“Target: thin twig” ifadesinin geçtiği satırdan başlayarak kayıtların sonuna kadar bütün satırları istek satırlarıyla birlikte yeniden yazın ve yalnızca bu satırları verin. Cevaplardaki koordinatların her sayısını 0,3 ile çarpın, sonucu tam sayıya yuvarlayın ve buçukları yukarı yuvarlayın.

▶ _Görev verileri_:
○ ○ ○ ○
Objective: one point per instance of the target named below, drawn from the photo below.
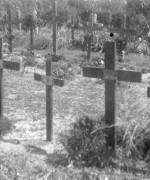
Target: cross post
(148, 92)
(49, 81)
(9, 22)
(111, 75)
(96, 27)
(4, 65)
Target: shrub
(41, 41)
(5, 125)
(85, 147)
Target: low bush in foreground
(85, 146)
(5, 125)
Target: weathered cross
(111, 75)
(50, 81)
(148, 92)
(10, 23)
(96, 27)
(4, 65)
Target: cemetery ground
(24, 153)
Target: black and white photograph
(74, 89)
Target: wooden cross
(50, 81)
(111, 75)
(95, 27)
(148, 92)
(4, 65)
(10, 23)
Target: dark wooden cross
(10, 23)
(4, 65)
(148, 92)
(95, 27)
(111, 75)
(49, 81)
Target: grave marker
(148, 92)
(10, 23)
(4, 65)
(111, 75)
(49, 81)
(96, 27)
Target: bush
(85, 147)
(41, 42)
(5, 126)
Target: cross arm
(11, 65)
(92, 72)
(10, 22)
(48, 80)
(94, 28)
(121, 75)
(130, 76)
(122, 31)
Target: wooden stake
(54, 26)
(110, 95)
(1, 85)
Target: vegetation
(79, 150)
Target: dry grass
(34, 158)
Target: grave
(95, 27)
(4, 65)
(10, 23)
(148, 92)
(49, 81)
(111, 76)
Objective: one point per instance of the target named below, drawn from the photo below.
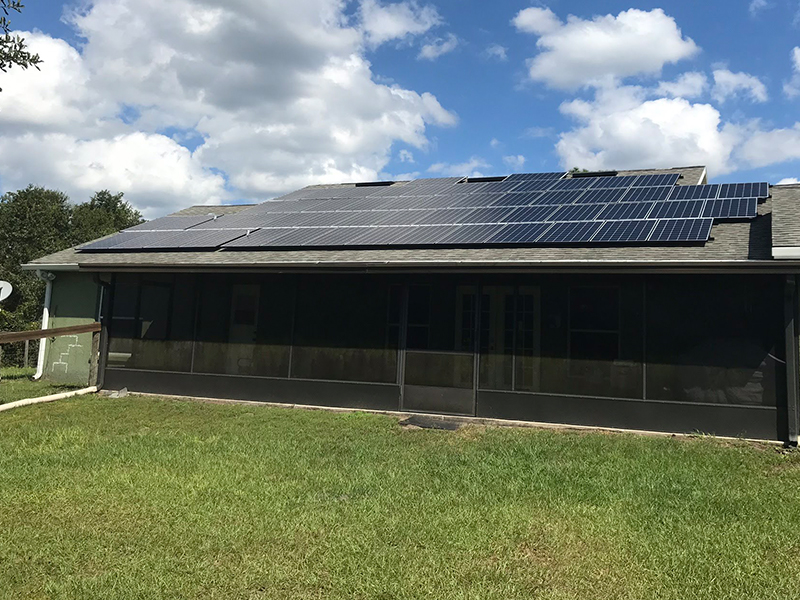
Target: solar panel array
(525, 208)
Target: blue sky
(211, 101)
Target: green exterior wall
(74, 301)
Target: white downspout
(48, 292)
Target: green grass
(147, 498)
(17, 383)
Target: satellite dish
(5, 290)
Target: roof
(732, 244)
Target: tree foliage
(13, 50)
(37, 221)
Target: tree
(13, 50)
(103, 214)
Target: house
(633, 299)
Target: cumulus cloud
(469, 168)
(687, 85)
(582, 52)
(496, 52)
(385, 22)
(275, 96)
(438, 47)
(514, 162)
(728, 85)
(792, 87)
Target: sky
(218, 101)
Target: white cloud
(277, 95)
(757, 6)
(385, 22)
(792, 87)
(514, 162)
(622, 128)
(728, 84)
(687, 85)
(469, 168)
(590, 52)
(496, 51)
(438, 47)
(405, 156)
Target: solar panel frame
(677, 209)
(575, 232)
(623, 211)
(681, 230)
(694, 192)
(577, 212)
(647, 194)
(731, 208)
(624, 231)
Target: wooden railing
(38, 334)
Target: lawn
(16, 384)
(148, 498)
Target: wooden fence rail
(37, 334)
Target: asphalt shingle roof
(731, 243)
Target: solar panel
(731, 208)
(577, 183)
(522, 233)
(743, 190)
(577, 212)
(531, 214)
(179, 222)
(647, 194)
(543, 176)
(624, 231)
(626, 210)
(566, 197)
(622, 181)
(471, 234)
(677, 209)
(694, 192)
(605, 195)
(535, 185)
(570, 233)
(656, 180)
(681, 230)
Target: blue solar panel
(732, 208)
(531, 214)
(570, 233)
(743, 190)
(677, 209)
(681, 230)
(605, 195)
(656, 180)
(624, 231)
(471, 234)
(622, 181)
(647, 194)
(524, 233)
(567, 197)
(544, 176)
(577, 183)
(694, 192)
(577, 212)
(626, 210)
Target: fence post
(95, 356)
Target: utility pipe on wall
(47, 277)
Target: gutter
(48, 293)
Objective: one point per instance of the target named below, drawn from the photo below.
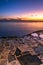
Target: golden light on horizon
(27, 16)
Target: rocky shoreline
(13, 48)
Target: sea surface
(19, 28)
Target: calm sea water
(19, 29)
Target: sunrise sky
(24, 9)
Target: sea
(19, 28)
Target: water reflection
(19, 29)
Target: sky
(25, 9)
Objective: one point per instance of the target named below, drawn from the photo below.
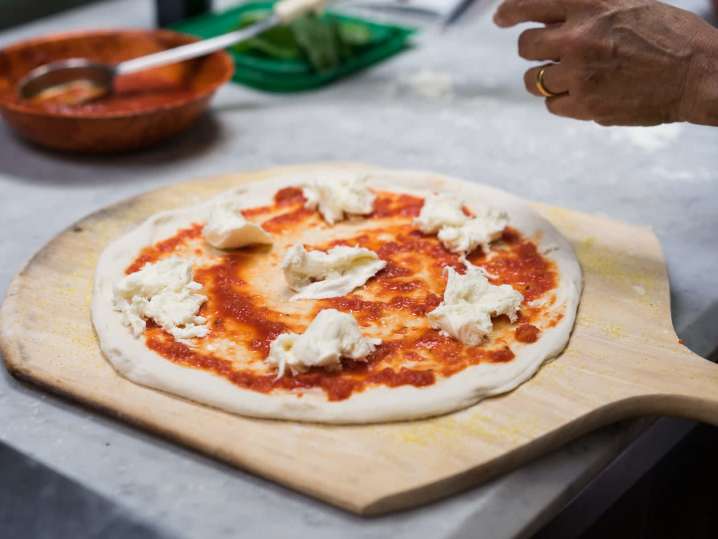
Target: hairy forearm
(700, 97)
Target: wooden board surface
(623, 360)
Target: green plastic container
(276, 75)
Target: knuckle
(525, 43)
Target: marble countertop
(484, 128)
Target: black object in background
(38, 503)
(14, 12)
(171, 11)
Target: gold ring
(540, 83)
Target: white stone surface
(490, 131)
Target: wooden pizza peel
(623, 360)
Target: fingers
(555, 80)
(512, 12)
(541, 43)
(568, 106)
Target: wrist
(699, 101)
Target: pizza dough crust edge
(132, 359)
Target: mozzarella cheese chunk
(227, 228)
(338, 197)
(331, 336)
(469, 303)
(439, 211)
(164, 292)
(459, 233)
(320, 275)
(477, 231)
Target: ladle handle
(284, 11)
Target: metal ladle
(60, 76)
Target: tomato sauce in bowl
(144, 108)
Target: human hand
(619, 62)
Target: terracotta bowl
(146, 107)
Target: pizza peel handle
(681, 384)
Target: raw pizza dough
(137, 362)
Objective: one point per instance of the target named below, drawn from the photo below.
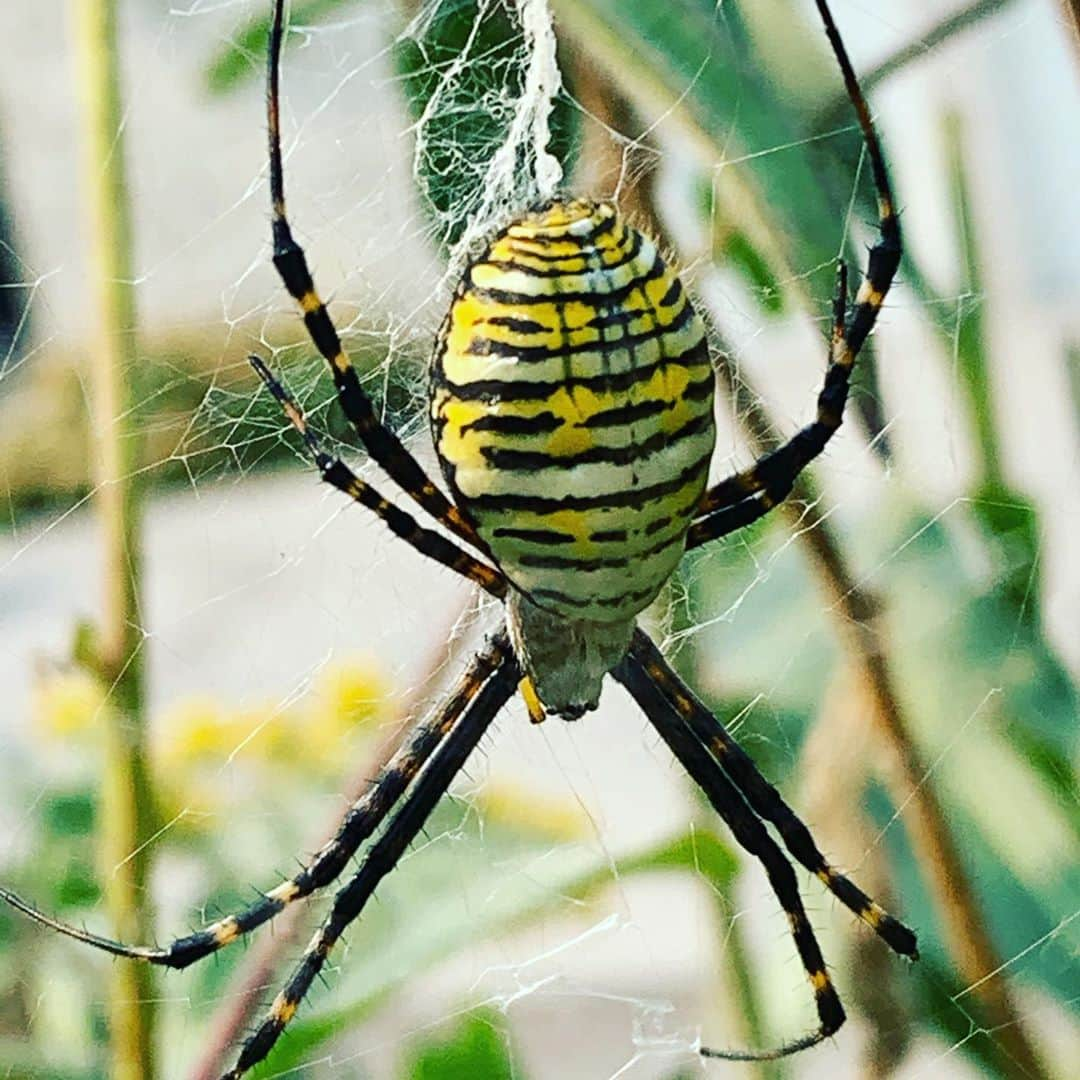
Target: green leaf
(244, 56)
(476, 1048)
(414, 929)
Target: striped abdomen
(572, 409)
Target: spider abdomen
(572, 409)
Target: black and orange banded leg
(381, 859)
(765, 799)
(753, 837)
(380, 442)
(742, 499)
(338, 474)
(747, 496)
(363, 818)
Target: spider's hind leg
(766, 800)
(752, 836)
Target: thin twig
(1071, 9)
(926, 43)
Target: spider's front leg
(292, 265)
(742, 499)
(750, 495)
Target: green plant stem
(971, 349)
(856, 613)
(126, 818)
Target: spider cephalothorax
(571, 406)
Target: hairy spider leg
(335, 472)
(363, 818)
(382, 858)
(772, 477)
(753, 837)
(765, 799)
(292, 266)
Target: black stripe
(555, 272)
(609, 500)
(559, 597)
(701, 390)
(540, 353)
(588, 565)
(674, 291)
(584, 251)
(628, 414)
(520, 325)
(502, 424)
(511, 460)
(534, 536)
(486, 294)
(502, 390)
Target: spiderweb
(288, 637)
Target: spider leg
(360, 822)
(752, 836)
(382, 858)
(765, 799)
(292, 266)
(338, 474)
(750, 495)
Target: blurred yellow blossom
(66, 702)
(529, 813)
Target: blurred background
(204, 652)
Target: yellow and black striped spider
(571, 404)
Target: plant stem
(126, 815)
(858, 619)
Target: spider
○ ○ ○ ○
▶ _Doğru cevap_:
Target: thin twig
(321, 3)
(278, 13)
Target: spider's front leg
(88, 80)
(223, 150)
(225, 149)
Target: green plant stem
(291, 105)
(257, 184)
(38, 245)
Target: spider cephalothorax
(171, 122)
Target: hairy spider leg
(101, 142)
(109, 245)
(115, 257)
(232, 143)
(226, 251)
(230, 240)
(88, 80)
Target: black stripe
(167, 82)
(183, 150)
(168, 179)
(210, 117)
(162, 106)
(176, 170)
(202, 87)
(175, 75)
(188, 124)
(156, 98)
(151, 127)
(153, 138)
(160, 161)
(146, 88)
(151, 117)
Target: spiderweb
(86, 191)
Target: spider leg
(108, 247)
(226, 251)
(115, 257)
(230, 240)
(88, 80)
(101, 142)
(225, 149)
Target: blurred yellow blossom
(20, 211)
(159, 244)
Target: blurred background
(61, 196)
Target: yellow and black striped spider
(171, 121)
Target: plant stem
(38, 245)
(257, 186)
Target: spider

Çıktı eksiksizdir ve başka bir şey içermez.